# What you need to do
Find the line containing "Objective — locate the bay" in the material below; copy that line and all following lines exactly.

Dataset items:
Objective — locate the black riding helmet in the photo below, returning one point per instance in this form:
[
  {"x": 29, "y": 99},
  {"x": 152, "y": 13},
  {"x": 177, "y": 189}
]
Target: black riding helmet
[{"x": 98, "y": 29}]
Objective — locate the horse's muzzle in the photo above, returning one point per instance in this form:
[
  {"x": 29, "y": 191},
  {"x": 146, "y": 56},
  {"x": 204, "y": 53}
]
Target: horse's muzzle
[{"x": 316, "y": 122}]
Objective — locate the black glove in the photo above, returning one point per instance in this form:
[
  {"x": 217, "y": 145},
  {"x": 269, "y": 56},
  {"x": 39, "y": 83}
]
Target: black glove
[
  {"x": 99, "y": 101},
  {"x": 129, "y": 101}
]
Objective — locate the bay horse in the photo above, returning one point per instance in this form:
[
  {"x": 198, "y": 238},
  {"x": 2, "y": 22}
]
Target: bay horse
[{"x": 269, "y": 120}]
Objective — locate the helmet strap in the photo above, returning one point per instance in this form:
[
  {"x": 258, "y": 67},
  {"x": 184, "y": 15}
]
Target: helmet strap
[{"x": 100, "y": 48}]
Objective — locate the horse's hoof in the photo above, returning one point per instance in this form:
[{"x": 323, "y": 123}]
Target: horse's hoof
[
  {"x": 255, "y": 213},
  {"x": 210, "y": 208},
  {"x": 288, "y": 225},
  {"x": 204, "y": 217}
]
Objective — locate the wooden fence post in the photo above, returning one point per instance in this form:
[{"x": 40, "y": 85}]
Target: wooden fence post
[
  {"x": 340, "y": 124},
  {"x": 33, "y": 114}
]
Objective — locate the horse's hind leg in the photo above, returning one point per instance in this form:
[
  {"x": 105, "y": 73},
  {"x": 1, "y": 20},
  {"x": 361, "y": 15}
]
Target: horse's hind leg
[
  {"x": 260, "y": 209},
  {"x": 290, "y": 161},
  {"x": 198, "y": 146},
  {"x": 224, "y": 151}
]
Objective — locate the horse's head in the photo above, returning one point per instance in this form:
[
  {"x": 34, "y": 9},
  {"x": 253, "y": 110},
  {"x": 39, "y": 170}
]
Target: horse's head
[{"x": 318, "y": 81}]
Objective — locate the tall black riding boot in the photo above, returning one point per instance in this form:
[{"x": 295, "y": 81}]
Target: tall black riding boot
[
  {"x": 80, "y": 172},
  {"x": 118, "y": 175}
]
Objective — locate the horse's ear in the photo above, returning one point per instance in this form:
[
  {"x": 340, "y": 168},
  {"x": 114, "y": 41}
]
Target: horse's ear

# Solution to the exercise
Objective — locate the bay horse in the photo above, returning one point per instance in this form:
[
  {"x": 198, "y": 238},
  {"x": 2, "y": 22}
]
Target: bay horse
[{"x": 269, "y": 120}]
Objective — locate the helmet strap in the photo above, returning one point per instance in this form:
[
  {"x": 258, "y": 67},
  {"x": 184, "y": 15}
]
Target: helmet strap
[{"x": 100, "y": 48}]
Objective — locate the horse's hoof in the photo above, returning one point per instance in this form:
[{"x": 323, "y": 123}]
Target: horse's hoof
[
  {"x": 255, "y": 213},
  {"x": 210, "y": 208},
  {"x": 288, "y": 225},
  {"x": 204, "y": 217}
]
Objective — locate the wooden fence post in the photo above, returning one point per instance in this form:
[{"x": 40, "y": 85}]
Target: wooden fence post
[
  {"x": 340, "y": 124},
  {"x": 33, "y": 114}
]
Objective — locate the horse's hind leg in the photo above, returning one point per instance in this form:
[
  {"x": 105, "y": 73},
  {"x": 1, "y": 20},
  {"x": 361, "y": 15}
]
Target: horse's hind leg
[
  {"x": 260, "y": 209},
  {"x": 290, "y": 161},
  {"x": 198, "y": 146},
  {"x": 224, "y": 151}
]
Objective — locate the horse's head in the photo above, returning one point per instance in this form:
[
  {"x": 34, "y": 9},
  {"x": 253, "y": 110},
  {"x": 39, "y": 170}
]
Target: horse's head
[{"x": 318, "y": 81}]
Objective — locate the tall black riding boot in the photo above, returning one point per instance in this form:
[{"x": 295, "y": 81}]
Target: tall black riding boot
[
  {"x": 80, "y": 172},
  {"x": 118, "y": 175}
]
Objective — locate the horse's ear in the photo above, returning one point per instance in this form:
[
  {"x": 340, "y": 168},
  {"x": 114, "y": 41}
]
Target: horse's ear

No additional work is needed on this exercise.